**WHAT TO DO:** Quote the lines below exactly, from the one that holds "Target: car windshield" through the final line of the records, and only those.

Point labeling examples
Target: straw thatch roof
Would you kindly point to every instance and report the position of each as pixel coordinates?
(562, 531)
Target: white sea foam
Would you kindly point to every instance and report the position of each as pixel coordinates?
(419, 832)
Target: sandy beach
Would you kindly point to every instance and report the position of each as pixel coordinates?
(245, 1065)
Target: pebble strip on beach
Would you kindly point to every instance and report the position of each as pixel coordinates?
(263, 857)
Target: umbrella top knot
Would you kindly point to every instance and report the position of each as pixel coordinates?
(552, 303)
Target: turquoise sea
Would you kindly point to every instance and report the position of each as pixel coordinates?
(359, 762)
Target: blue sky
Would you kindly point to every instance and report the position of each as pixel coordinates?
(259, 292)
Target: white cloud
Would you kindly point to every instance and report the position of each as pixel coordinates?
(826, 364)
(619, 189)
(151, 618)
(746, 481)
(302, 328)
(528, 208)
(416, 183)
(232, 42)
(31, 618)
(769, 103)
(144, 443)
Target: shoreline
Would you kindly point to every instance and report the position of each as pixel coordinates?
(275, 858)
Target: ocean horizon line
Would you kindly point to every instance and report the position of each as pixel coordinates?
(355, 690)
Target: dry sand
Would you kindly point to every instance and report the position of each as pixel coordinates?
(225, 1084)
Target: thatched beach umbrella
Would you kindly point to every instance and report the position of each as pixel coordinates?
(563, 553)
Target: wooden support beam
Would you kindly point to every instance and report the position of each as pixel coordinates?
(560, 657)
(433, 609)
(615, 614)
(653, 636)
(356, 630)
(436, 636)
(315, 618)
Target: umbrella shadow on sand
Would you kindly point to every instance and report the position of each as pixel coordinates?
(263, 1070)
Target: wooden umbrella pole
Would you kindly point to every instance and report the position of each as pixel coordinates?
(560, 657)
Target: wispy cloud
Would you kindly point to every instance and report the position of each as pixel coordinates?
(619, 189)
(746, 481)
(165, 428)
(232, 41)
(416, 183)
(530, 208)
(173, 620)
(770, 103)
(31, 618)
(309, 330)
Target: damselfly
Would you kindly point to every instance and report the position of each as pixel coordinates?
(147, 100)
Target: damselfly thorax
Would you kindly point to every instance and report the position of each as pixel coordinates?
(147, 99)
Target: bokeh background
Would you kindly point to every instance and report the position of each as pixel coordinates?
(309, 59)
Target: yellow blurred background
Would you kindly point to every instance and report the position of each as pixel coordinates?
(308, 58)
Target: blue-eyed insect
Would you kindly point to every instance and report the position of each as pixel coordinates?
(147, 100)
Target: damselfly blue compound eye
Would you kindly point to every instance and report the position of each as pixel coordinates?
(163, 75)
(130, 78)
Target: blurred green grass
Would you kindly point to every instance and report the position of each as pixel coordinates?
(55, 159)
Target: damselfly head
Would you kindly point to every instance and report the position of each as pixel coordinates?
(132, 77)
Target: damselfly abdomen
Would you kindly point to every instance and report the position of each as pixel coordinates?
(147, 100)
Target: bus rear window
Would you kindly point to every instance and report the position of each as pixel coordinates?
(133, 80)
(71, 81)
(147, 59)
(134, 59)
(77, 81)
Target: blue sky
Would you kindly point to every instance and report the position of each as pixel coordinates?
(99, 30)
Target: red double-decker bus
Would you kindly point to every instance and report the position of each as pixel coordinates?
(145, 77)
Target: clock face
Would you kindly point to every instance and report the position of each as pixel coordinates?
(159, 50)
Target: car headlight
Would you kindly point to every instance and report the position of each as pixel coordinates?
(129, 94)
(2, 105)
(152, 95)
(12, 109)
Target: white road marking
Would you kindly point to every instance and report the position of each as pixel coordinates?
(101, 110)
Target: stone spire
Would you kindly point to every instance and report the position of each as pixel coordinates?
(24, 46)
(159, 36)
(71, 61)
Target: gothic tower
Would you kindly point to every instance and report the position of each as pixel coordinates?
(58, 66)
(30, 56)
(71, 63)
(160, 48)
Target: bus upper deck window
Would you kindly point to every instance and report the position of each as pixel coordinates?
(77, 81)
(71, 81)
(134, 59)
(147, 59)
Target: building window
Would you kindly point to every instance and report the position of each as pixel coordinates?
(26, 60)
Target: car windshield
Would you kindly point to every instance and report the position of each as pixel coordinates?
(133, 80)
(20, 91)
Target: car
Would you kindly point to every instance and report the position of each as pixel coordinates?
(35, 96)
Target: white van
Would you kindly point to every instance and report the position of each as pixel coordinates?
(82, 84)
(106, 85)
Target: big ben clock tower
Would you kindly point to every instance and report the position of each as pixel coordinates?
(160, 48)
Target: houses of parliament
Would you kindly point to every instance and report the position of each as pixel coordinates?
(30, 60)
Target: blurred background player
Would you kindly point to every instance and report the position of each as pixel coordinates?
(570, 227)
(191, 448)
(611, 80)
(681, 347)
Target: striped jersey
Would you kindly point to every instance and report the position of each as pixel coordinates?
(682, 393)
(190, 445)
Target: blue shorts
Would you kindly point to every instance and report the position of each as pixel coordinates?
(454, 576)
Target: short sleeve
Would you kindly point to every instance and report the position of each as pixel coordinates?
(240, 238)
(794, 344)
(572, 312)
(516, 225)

**TASK SOLUTION:**
Target: car windshield
Would you kindly point to every instance and report the position of each as pixel coordinates?
(133, 80)
(20, 91)
Target: car
Would you kindly point to every instance and report the position of each as pixel coordinates?
(35, 96)
Target: white van
Would you kindly point to every instance and report the position of each as pixel coordinates?
(82, 84)
(106, 85)
Target: big ben clock tower
Would you kindly point to every instance and report the position of each as pixel coordinates?
(160, 48)
Target: houses of parliament
Would you kindly point to every instance and report the position of each as pixel coordinates?
(30, 60)
Target: blurred background player
Would you kindly point to every instance and report the position of each as pixel coordinates?
(570, 227)
(191, 448)
(611, 80)
(681, 347)
Target: striped jersey
Would you kindly point to every instance and report the position of each as pixel coordinates?
(682, 393)
(190, 445)
Target: blue shorts
Would you kindly point to every instance and report the position of each as pixel coordinates?
(454, 576)
Target: short sleeve
Would you kindly point to every instance and report the position of each as pixel coordinates?
(240, 238)
(794, 344)
(572, 312)
(516, 225)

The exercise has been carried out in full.